◆ What is being asked: Transcribe the data verbatim and drop its images.

◆ Input material:
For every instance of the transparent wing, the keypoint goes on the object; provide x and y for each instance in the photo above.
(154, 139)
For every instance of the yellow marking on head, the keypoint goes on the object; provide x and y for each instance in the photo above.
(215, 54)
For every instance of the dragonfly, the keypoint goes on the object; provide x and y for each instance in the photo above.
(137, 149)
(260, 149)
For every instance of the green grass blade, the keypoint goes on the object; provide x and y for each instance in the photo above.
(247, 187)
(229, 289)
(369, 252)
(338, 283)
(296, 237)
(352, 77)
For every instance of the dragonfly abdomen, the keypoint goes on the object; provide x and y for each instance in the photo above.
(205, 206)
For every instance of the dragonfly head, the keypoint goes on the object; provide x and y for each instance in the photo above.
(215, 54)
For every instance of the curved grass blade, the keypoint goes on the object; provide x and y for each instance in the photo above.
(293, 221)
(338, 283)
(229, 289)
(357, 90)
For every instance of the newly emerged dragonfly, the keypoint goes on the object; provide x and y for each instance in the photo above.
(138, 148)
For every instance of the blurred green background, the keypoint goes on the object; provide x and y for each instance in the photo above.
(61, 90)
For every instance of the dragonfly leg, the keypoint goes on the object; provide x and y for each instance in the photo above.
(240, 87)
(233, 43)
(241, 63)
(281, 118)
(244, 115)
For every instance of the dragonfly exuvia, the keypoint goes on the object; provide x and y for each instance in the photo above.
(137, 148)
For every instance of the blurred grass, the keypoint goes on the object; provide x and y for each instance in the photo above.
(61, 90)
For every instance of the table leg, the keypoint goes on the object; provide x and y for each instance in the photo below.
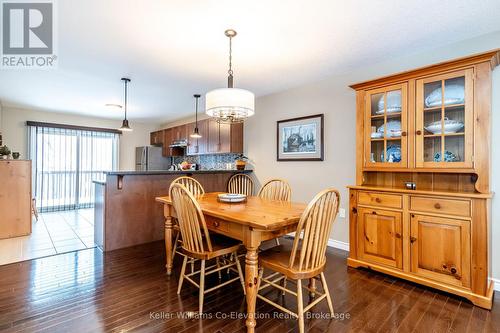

◆ Task response:
For every instance of the transparent wing, the keypoint goes on the object; provide x and y for each instance in the photo above.
(154, 139)
For every instance of the yellow marking on head, the keypoint goes on the object; provide x and y for each instance in the photo above.
(215, 54)
For every instance of the dragonfly, the keypoint goes on the object; provide x and y for each instance in the photo above.
(137, 149)
(260, 149)
For every instance of the green grass blade, the keypoint goes on the object; provide x and y for each instance in the photo above.
(247, 187)
(229, 289)
(369, 252)
(338, 283)
(296, 237)
(352, 77)
For every instance of the dragonfly abdomen, the keypoint goes on the object; provide x and y for each instance in the photo above.
(205, 206)
For every instance of the dragonfly head, the keypoint goes on the object; provide x and y for each instance in the photo above.
(215, 54)
For every instance of the curved grass blade, the keypoint goes on the object; provide x and y for each instance in the photo above.
(293, 221)
(338, 283)
(229, 289)
(357, 90)
For every instance of the newly emerged dragonfly, the keypoint goes on the object; provide x and y for each instance in the photo above.
(138, 148)
For every instance of the blurred green background, the keypoint goes on the object; provide x and y for each instance in the photo above.
(61, 90)
For every instance of the dragonfly leg, the keypoint goes on the object; provide x and y for each instance in the photo above.
(240, 87)
(233, 43)
(241, 63)
(281, 118)
(244, 115)
For every instance of the dragonfly exuvia, the keypoint goes on the object; provide x and y for each instance in the photo above.
(137, 148)
For every instance of the blurred grass, the keypoint goes on the object; provide x and y for each instance in the photo above.
(61, 90)
For every instance of the table leg, the keypoint goes on the object; provide x and y for each instance in the photo below.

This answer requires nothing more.